● WRITTEN REQUEST:
Recast the rows below as a numbered list, omitting any blank lines.

>> start DATASET EXTRACT

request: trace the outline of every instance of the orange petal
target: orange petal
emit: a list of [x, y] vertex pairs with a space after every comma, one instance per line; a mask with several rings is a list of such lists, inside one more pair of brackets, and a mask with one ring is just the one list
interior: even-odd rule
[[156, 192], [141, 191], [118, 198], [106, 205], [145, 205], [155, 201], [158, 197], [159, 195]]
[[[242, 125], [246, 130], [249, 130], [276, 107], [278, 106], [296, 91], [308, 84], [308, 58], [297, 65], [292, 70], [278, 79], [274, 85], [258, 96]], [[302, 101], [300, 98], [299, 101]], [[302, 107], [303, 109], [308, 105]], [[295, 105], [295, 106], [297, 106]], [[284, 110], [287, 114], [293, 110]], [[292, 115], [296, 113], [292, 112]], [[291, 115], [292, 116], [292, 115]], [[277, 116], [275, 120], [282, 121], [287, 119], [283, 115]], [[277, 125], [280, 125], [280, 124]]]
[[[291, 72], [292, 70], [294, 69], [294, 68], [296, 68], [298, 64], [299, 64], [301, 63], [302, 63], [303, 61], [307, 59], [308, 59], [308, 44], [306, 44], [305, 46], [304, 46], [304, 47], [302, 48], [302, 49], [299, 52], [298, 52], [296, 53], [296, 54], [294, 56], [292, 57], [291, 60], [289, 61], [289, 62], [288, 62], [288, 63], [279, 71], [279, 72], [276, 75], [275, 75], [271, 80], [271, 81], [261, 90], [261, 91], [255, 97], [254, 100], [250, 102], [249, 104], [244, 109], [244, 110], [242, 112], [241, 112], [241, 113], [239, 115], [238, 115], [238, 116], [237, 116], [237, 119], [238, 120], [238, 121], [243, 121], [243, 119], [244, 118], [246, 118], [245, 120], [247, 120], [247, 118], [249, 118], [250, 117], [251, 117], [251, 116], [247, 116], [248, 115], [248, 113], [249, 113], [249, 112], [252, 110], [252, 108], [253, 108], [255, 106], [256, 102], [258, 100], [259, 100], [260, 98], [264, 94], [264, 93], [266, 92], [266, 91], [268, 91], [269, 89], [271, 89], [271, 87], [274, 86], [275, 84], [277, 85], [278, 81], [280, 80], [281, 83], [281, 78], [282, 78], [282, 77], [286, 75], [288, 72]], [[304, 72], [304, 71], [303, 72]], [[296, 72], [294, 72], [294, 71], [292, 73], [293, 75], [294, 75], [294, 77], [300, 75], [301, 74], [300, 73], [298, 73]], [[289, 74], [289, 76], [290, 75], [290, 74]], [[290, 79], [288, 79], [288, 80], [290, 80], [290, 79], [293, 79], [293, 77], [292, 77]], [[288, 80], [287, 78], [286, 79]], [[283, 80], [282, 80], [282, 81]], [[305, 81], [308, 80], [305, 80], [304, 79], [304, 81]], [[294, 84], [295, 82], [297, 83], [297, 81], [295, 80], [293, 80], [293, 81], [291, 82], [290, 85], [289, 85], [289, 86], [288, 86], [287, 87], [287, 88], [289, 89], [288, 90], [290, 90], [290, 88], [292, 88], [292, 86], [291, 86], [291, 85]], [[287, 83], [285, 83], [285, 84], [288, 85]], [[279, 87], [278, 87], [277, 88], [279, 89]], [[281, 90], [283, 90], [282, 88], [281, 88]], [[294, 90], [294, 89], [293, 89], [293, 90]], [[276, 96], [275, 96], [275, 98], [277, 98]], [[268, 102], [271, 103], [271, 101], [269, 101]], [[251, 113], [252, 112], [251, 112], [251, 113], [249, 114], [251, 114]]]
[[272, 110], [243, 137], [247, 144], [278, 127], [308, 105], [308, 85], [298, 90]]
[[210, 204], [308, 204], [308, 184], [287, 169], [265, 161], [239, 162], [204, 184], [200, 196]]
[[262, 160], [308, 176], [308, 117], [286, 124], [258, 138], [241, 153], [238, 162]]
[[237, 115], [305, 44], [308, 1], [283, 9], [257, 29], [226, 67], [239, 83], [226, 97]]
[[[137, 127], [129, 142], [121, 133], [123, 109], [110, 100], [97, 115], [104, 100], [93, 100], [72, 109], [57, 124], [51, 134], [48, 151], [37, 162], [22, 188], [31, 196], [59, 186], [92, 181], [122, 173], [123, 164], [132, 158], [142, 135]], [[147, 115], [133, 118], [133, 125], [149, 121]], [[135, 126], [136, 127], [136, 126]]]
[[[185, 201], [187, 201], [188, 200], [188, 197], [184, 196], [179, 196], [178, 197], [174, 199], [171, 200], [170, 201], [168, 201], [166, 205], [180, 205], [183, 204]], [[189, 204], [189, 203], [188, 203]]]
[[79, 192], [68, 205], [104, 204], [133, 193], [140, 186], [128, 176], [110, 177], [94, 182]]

>> end DATASET EXTRACT

● FINAL RESULT:
1. request: trace the outline of every instance of the orange petal
2. target: orange petal
3. emit: a list of [x, y] vertex pairs with a space after every comma, one instance per line; a mask with several rings is a list of such lists, inside one more pair of brackets, and a mask with one ring is just the one list
4. interior: even-odd rule
5. [[156, 192], [141, 191], [118, 198], [106, 205], [145, 205], [155, 201], [158, 197], [159, 195]]
6. [[[242, 125], [246, 130], [249, 130], [276, 107], [278, 106], [296, 91], [308, 84], [308, 58], [297, 65], [292, 70], [278, 79], [274, 85], [258, 96]], [[302, 101], [300, 98], [299, 101]], [[302, 107], [303, 109], [308, 105]], [[295, 105], [295, 106], [297, 106]], [[284, 110], [287, 114], [293, 110]], [[292, 115], [296, 113], [292, 112]], [[291, 115], [292, 116], [292, 115]], [[277, 116], [275, 120], [282, 121], [287, 119], [283, 115]], [[277, 125], [280, 125], [280, 124]]]
7. [[[291, 72], [292, 70], [294, 69], [294, 68], [296, 68], [298, 64], [299, 64], [301, 63], [302, 63], [303, 61], [307, 59], [308, 59], [308, 44], [306, 44], [305, 46], [304, 46], [304, 47], [302, 48], [302, 49], [299, 52], [298, 52], [296, 53], [296, 54], [294, 56], [292, 57], [291, 60], [289, 61], [289, 62], [288, 62], [288, 63], [279, 71], [279, 72], [276, 75], [275, 75], [271, 80], [271, 81], [261, 90], [261, 91], [255, 97], [254, 100], [250, 102], [249, 104], [244, 109], [244, 110], [242, 112], [241, 112], [241, 113], [239, 115], [238, 115], [238, 116], [237, 116], [237, 119], [238, 120], [238, 121], [243, 121], [243, 119], [244, 118], [246, 118], [245, 120], [247, 120], [247, 118], [249, 118], [250, 117], [251, 117], [251, 116], [247, 116], [248, 115], [248, 113], [249, 113], [249, 112], [252, 110], [252, 108], [253, 108], [255, 106], [256, 102], [258, 100], [259, 100], [260, 98], [264, 94], [264, 93], [266, 92], [266, 91], [268, 91], [269, 89], [271, 89], [271, 87], [274, 86], [275, 84], [277, 85], [278, 81], [280, 80], [281, 83], [281, 78], [282, 78], [282, 77], [286, 75], [288, 72]], [[304, 72], [304, 71], [303, 72]], [[296, 72], [294, 72], [294, 71], [292, 73], [293, 75], [294, 75], [294, 77], [300, 75], [301, 74], [300, 73], [298, 73]], [[289, 74], [289, 76], [290, 75], [290, 74]], [[290, 79], [288, 79], [288, 80], [290, 80], [290, 79], [293, 79], [293, 77], [292, 77]], [[288, 80], [287, 78], [286, 79]], [[283, 80], [282, 80], [282, 81]], [[305, 81], [308, 80], [305, 80], [304, 79], [304, 81]], [[294, 84], [295, 82], [297, 83], [297, 81], [295, 80], [293, 80], [293, 81], [291, 82], [290, 85], [289, 85], [289, 86], [288, 86], [287, 87], [287, 88], [289, 89], [288, 90], [290, 90], [290, 88], [292, 88], [292, 86], [291, 86], [291, 85]], [[287, 83], [285, 83], [285, 84], [288, 85]], [[279, 87], [278, 87], [277, 88], [279, 89]], [[281, 90], [283, 90], [282, 88], [281, 88]], [[294, 90], [294, 89], [293, 89], [293, 90]], [[276, 96], [275, 96], [275, 98], [277, 98]], [[268, 102], [271, 103], [271, 101], [269, 101]], [[251, 113], [252, 112], [251, 112], [251, 113], [249, 114], [251, 114]]]
8. [[272, 110], [243, 137], [247, 144], [278, 127], [308, 105], [308, 85], [298, 90]]
9. [[210, 204], [308, 204], [308, 184], [287, 169], [265, 161], [239, 162], [204, 184], [200, 196]]
10. [[262, 160], [308, 176], [308, 117], [286, 124], [258, 138], [241, 153], [238, 162]]
11. [[237, 115], [305, 44], [308, 1], [283, 9], [257, 29], [226, 67], [239, 83], [226, 97]]
12. [[[137, 127], [129, 142], [121, 133], [123, 109], [110, 100], [97, 115], [104, 100], [93, 100], [72, 109], [57, 124], [51, 134], [48, 151], [37, 162], [22, 188], [31, 196], [59, 186], [92, 181], [122, 173], [123, 164], [132, 158], [142, 135]], [[147, 115], [133, 118], [133, 125], [149, 121]], [[135, 126], [136, 127], [136, 126]]]
13. [[[185, 201], [187, 201], [188, 200], [188, 197], [184, 196], [179, 196], [178, 197], [174, 199], [171, 200], [170, 201], [168, 201], [166, 205], [180, 205], [183, 204]], [[189, 204], [189, 203], [188, 203]]]
14. [[79, 192], [68, 205], [104, 204], [133, 193], [140, 186], [128, 176], [110, 177], [94, 182]]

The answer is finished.